Supplied records:
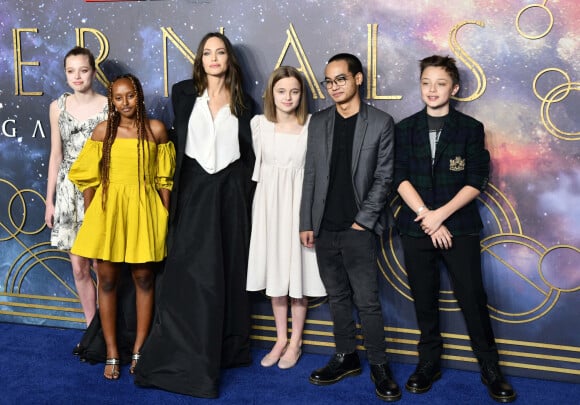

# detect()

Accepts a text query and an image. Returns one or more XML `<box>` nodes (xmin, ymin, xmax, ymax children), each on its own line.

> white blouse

<box><xmin>185</xmin><ymin>89</ymin><xmax>240</xmax><ymax>174</ymax></box>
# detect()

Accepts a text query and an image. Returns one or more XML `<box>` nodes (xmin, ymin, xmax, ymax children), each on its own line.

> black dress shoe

<box><xmin>481</xmin><ymin>362</ymin><xmax>516</xmax><ymax>403</ymax></box>
<box><xmin>405</xmin><ymin>361</ymin><xmax>441</xmax><ymax>394</ymax></box>
<box><xmin>371</xmin><ymin>363</ymin><xmax>401</xmax><ymax>402</ymax></box>
<box><xmin>73</xmin><ymin>343</ymin><xmax>85</xmax><ymax>356</ymax></box>
<box><xmin>308</xmin><ymin>352</ymin><xmax>361</xmax><ymax>385</ymax></box>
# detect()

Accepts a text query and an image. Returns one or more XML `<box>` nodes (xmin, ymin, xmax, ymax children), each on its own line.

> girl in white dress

<box><xmin>246</xmin><ymin>66</ymin><xmax>326</xmax><ymax>369</ymax></box>
<box><xmin>44</xmin><ymin>46</ymin><xmax>108</xmax><ymax>355</ymax></box>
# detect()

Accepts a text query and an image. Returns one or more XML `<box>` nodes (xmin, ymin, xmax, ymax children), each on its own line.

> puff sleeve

<box><xmin>250</xmin><ymin>115</ymin><xmax>262</xmax><ymax>183</ymax></box>
<box><xmin>155</xmin><ymin>141</ymin><xmax>175</xmax><ymax>190</ymax></box>
<box><xmin>68</xmin><ymin>138</ymin><xmax>103</xmax><ymax>192</ymax></box>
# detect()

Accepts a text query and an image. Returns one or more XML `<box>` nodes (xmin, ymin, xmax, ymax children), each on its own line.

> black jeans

<box><xmin>401</xmin><ymin>235</ymin><xmax>498</xmax><ymax>362</ymax></box>
<box><xmin>315</xmin><ymin>229</ymin><xmax>387</xmax><ymax>364</ymax></box>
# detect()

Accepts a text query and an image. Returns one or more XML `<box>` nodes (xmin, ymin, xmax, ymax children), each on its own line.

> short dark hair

<box><xmin>328</xmin><ymin>53</ymin><xmax>364</xmax><ymax>76</ymax></box>
<box><xmin>419</xmin><ymin>55</ymin><xmax>459</xmax><ymax>86</ymax></box>
<box><xmin>63</xmin><ymin>46</ymin><xmax>97</xmax><ymax>71</ymax></box>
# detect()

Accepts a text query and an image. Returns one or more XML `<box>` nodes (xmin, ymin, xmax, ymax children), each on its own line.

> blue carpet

<box><xmin>0</xmin><ymin>323</ymin><xmax>580</xmax><ymax>405</ymax></box>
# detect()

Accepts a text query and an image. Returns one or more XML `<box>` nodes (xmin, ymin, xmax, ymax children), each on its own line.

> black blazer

<box><xmin>169</xmin><ymin>79</ymin><xmax>256</xmax><ymax>223</ymax></box>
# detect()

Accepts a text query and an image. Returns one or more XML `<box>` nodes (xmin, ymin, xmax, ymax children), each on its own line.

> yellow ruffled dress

<box><xmin>69</xmin><ymin>138</ymin><xmax>175</xmax><ymax>263</ymax></box>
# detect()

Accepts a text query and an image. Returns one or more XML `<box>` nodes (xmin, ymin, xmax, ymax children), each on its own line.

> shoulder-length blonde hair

<box><xmin>193</xmin><ymin>32</ymin><xmax>246</xmax><ymax>117</ymax></box>
<box><xmin>264</xmin><ymin>66</ymin><xmax>308</xmax><ymax>125</ymax></box>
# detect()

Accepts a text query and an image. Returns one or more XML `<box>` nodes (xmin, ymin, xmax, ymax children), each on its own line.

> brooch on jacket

<box><xmin>449</xmin><ymin>156</ymin><xmax>465</xmax><ymax>172</ymax></box>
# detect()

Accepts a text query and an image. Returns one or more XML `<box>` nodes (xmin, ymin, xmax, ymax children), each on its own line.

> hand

<box><xmin>350</xmin><ymin>222</ymin><xmax>365</xmax><ymax>231</ymax></box>
<box><xmin>431</xmin><ymin>225</ymin><xmax>453</xmax><ymax>250</ymax></box>
<box><xmin>300</xmin><ymin>231</ymin><xmax>314</xmax><ymax>248</ymax></box>
<box><xmin>415</xmin><ymin>209</ymin><xmax>446</xmax><ymax>236</ymax></box>
<box><xmin>44</xmin><ymin>205</ymin><xmax>54</xmax><ymax>229</ymax></box>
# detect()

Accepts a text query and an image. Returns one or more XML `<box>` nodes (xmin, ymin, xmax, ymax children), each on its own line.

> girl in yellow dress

<box><xmin>69</xmin><ymin>74</ymin><xmax>175</xmax><ymax>379</ymax></box>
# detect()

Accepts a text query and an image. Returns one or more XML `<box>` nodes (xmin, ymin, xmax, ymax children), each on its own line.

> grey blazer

<box><xmin>300</xmin><ymin>102</ymin><xmax>394</xmax><ymax>237</ymax></box>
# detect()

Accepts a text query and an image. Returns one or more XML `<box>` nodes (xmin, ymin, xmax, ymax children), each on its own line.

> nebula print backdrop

<box><xmin>0</xmin><ymin>0</ymin><xmax>580</xmax><ymax>382</ymax></box>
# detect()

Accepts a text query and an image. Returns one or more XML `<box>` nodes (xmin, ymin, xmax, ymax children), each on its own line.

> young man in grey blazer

<box><xmin>300</xmin><ymin>53</ymin><xmax>401</xmax><ymax>401</ymax></box>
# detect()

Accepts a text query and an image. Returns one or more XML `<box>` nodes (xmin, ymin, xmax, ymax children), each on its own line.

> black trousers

<box><xmin>315</xmin><ymin>229</ymin><xmax>387</xmax><ymax>364</ymax></box>
<box><xmin>402</xmin><ymin>235</ymin><xmax>498</xmax><ymax>362</ymax></box>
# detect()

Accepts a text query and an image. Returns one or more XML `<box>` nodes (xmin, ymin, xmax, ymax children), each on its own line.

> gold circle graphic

<box><xmin>516</xmin><ymin>0</ymin><xmax>554</xmax><ymax>39</ymax></box>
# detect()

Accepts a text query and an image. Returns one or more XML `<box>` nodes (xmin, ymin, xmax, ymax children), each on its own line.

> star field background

<box><xmin>0</xmin><ymin>0</ymin><xmax>580</xmax><ymax>375</ymax></box>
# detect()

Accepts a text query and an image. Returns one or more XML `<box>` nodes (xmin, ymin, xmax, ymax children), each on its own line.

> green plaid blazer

<box><xmin>394</xmin><ymin>107</ymin><xmax>490</xmax><ymax>237</ymax></box>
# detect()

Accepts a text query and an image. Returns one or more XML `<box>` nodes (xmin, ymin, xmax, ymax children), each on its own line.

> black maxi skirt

<box><xmin>135</xmin><ymin>156</ymin><xmax>251</xmax><ymax>398</ymax></box>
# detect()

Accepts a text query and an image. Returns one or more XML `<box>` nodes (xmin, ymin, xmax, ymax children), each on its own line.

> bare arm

<box><xmin>83</xmin><ymin>187</ymin><xmax>95</xmax><ymax>212</ymax></box>
<box><xmin>44</xmin><ymin>101</ymin><xmax>62</xmax><ymax>228</ymax></box>
<box><xmin>149</xmin><ymin>120</ymin><xmax>171</xmax><ymax>211</ymax></box>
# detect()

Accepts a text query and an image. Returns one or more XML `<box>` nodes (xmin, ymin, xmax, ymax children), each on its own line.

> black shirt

<box><xmin>321</xmin><ymin>111</ymin><xmax>358</xmax><ymax>231</ymax></box>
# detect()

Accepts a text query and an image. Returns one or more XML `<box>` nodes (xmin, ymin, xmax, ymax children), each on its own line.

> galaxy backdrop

<box><xmin>0</xmin><ymin>0</ymin><xmax>580</xmax><ymax>382</ymax></box>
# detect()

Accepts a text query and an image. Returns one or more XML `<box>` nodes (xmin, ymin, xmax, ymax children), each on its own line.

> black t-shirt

<box><xmin>321</xmin><ymin>112</ymin><xmax>358</xmax><ymax>231</ymax></box>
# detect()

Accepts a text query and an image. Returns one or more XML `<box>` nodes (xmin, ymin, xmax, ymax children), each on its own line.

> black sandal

<box><xmin>103</xmin><ymin>359</ymin><xmax>121</xmax><ymax>380</ymax></box>
<box><xmin>129</xmin><ymin>352</ymin><xmax>141</xmax><ymax>374</ymax></box>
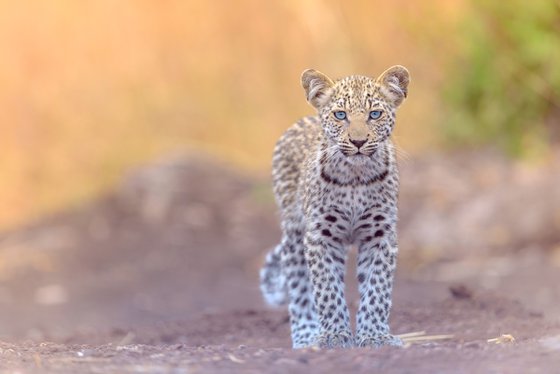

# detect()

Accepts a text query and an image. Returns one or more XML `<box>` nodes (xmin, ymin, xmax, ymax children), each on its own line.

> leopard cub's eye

<box><xmin>369</xmin><ymin>110</ymin><xmax>383</xmax><ymax>119</ymax></box>
<box><xmin>334</xmin><ymin>110</ymin><xmax>346</xmax><ymax>121</ymax></box>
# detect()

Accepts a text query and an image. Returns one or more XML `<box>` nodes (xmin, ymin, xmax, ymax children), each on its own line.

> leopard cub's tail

<box><xmin>260</xmin><ymin>244</ymin><xmax>288</xmax><ymax>306</ymax></box>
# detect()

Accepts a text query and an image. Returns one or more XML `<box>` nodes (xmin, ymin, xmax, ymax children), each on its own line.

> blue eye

<box><xmin>369</xmin><ymin>110</ymin><xmax>383</xmax><ymax>119</ymax></box>
<box><xmin>334</xmin><ymin>110</ymin><xmax>346</xmax><ymax>121</ymax></box>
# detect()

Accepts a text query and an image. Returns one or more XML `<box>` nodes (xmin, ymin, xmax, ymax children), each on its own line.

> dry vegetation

<box><xmin>0</xmin><ymin>0</ymin><xmax>462</xmax><ymax>227</ymax></box>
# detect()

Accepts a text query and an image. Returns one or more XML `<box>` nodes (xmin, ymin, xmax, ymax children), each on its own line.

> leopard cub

<box><xmin>260</xmin><ymin>66</ymin><xmax>410</xmax><ymax>348</ymax></box>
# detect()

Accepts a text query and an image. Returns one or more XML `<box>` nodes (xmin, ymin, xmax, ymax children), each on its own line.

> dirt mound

<box><xmin>0</xmin><ymin>153</ymin><xmax>560</xmax><ymax>373</ymax></box>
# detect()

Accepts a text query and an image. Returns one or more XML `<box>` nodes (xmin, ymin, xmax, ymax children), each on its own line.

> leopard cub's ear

<box><xmin>377</xmin><ymin>65</ymin><xmax>410</xmax><ymax>107</ymax></box>
<box><xmin>301</xmin><ymin>69</ymin><xmax>334</xmax><ymax>109</ymax></box>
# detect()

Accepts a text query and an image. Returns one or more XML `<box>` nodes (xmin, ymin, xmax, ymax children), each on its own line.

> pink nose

<box><xmin>350</xmin><ymin>139</ymin><xmax>366</xmax><ymax>149</ymax></box>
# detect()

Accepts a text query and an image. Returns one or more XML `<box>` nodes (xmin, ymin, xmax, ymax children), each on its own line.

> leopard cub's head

<box><xmin>301</xmin><ymin>65</ymin><xmax>410</xmax><ymax>157</ymax></box>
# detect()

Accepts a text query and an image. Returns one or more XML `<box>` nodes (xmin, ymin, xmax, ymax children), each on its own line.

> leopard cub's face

<box><xmin>302</xmin><ymin>66</ymin><xmax>410</xmax><ymax>158</ymax></box>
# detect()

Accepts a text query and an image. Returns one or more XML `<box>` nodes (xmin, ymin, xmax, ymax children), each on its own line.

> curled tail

<box><xmin>260</xmin><ymin>244</ymin><xmax>288</xmax><ymax>306</ymax></box>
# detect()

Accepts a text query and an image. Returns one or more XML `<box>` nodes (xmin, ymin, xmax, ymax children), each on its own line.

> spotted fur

<box><xmin>261</xmin><ymin>66</ymin><xmax>409</xmax><ymax>348</ymax></box>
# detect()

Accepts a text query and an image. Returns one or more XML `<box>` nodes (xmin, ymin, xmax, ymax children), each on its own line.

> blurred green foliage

<box><xmin>443</xmin><ymin>0</ymin><xmax>560</xmax><ymax>157</ymax></box>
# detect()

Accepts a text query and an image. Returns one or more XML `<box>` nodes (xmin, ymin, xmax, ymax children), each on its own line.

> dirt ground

<box><xmin>0</xmin><ymin>152</ymin><xmax>560</xmax><ymax>373</ymax></box>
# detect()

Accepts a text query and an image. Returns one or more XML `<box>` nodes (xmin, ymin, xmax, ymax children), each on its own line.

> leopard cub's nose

<box><xmin>350</xmin><ymin>139</ymin><xmax>366</xmax><ymax>149</ymax></box>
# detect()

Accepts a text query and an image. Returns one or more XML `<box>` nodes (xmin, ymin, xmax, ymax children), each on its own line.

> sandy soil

<box><xmin>0</xmin><ymin>154</ymin><xmax>560</xmax><ymax>373</ymax></box>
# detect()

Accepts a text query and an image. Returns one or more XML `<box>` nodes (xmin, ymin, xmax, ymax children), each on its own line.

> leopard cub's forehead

<box><xmin>330</xmin><ymin>75</ymin><xmax>384</xmax><ymax>110</ymax></box>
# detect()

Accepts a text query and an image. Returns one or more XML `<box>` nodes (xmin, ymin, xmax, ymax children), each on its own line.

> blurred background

<box><xmin>0</xmin><ymin>0</ymin><xmax>560</xmax><ymax>342</ymax></box>
<box><xmin>0</xmin><ymin>0</ymin><xmax>560</xmax><ymax>228</ymax></box>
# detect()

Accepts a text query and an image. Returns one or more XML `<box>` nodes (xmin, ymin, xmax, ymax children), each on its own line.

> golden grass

<box><xmin>0</xmin><ymin>0</ymin><xmax>462</xmax><ymax>228</ymax></box>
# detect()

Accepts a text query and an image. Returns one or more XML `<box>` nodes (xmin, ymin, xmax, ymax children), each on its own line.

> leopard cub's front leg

<box><xmin>356</xmin><ymin>210</ymin><xmax>403</xmax><ymax>347</ymax></box>
<box><xmin>305</xmin><ymin>221</ymin><xmax>354</xmax><ymax>348</ymax></box>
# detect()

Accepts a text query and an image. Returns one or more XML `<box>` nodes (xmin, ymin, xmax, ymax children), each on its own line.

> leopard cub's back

<box><xmin>272</xmin><ymin>116</ymin><xmax>322</xmax><ymax>210</ymax></box>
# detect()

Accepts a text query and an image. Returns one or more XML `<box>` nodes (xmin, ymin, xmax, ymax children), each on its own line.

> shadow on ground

<box><xmin>0</xmin><ymin>152</ymin><xmax>560</xmax><ymax>373</ymax></box>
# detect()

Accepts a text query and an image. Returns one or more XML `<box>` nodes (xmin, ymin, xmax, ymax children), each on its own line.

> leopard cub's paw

<box><xmin>356</xmin><ymin>334</ymin><xmax>404</xmax><ymax>348</ymax></box>
<box><xmin>314</xmin><ymin>331</ymin><xmax>354</xmax><ymax>348</ymax></box>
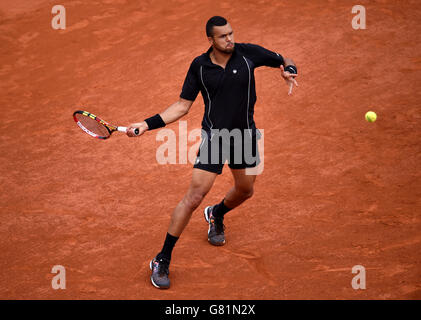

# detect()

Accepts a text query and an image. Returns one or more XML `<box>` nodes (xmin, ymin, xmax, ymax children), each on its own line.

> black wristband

<box><xmin>284</xmin><ymin>65</ymin><xmax>297</xmax><ymax>74</ymax></box>
<box><xmin>145</xmin><ymin>113</ymin><xmax>165</xmax><ymax>130</ymax></box>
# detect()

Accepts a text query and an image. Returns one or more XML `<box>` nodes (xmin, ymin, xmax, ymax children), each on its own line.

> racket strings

<box><xmin>75</xmin><ymin>114</ymin><xmax>110</xmax><ymax>138</ymax></box>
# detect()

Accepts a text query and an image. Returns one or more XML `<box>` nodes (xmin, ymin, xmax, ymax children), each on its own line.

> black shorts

<box><xmin>193</xmin><ymin>130</ymin><xmax>261</xmax><ymax>174</ymax></box>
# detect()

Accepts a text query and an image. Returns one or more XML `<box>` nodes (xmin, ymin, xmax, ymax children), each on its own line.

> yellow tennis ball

<box><xmin>365</xmin><ymin>111</ymin><xmax>377</xmax><ymax>122</ymax></box>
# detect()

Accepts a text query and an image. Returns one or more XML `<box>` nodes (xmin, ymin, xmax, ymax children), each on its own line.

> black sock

<box><xmin>156</xmin><ymin>232</ymin><xmax>179</xmax><ymax>261</ymax></box>
<box><xmin>212</xmin><ymin>198</ymin><xmax>232</xmax><ymax>218</ymax></box>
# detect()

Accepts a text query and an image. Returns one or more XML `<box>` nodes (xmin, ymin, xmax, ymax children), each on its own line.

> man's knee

<box><xmin>183</xmin><ymin>190</ymin><xmax>206</xmax><ymax>209</ymax></box>
<box><xmin>235</xmin><ymin>186</ymin><xmax>254</xmax><ymax>199</ymax></box>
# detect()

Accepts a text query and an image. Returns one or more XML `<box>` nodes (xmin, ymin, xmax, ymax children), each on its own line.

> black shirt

<box><xmin>180</xmin><ymin>43</ymin><xmax>284</xmax><ymax>132</ymax></box>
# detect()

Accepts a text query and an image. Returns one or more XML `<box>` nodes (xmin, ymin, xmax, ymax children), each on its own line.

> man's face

<box><xmin>208</xmin><ymin>23</ymin><xmax>234</xmax><ymax>53</ymax></box>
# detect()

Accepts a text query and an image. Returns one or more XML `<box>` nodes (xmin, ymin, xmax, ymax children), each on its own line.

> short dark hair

<box><xmin>206</xmin><ymin>16</ymin><xmax>228</xmax><ymax>37</ymax></box>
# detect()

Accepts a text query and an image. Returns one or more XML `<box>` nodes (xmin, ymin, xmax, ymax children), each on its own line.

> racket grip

<box><xmin>117</xmin><ymin>127</ymin><xmax>139</xmax><ymax>136</ymax></box>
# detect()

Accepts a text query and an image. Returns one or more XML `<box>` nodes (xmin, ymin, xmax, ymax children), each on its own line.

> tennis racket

<box><xmin>73</xmin><ymin>110</ymin><xmax>139</xmax><ymax>140</ymax></box>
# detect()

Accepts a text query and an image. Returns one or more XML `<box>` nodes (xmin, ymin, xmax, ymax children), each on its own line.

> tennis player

<box><xmin>127</xmin><ymin>16</ymin><xmax>298</xmax><ymax>289</ymax></box>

What you should do:
Which lines in the data above contain the word "black"? Copy each of them.

Worked solution:
> black dress shoe
> black jeans
> black blazer
> black trousers
> black maxi skirt
> black shirt
> black t-shirt
> black sandal
> black wristband
> black shorts
> black sock
> black shirt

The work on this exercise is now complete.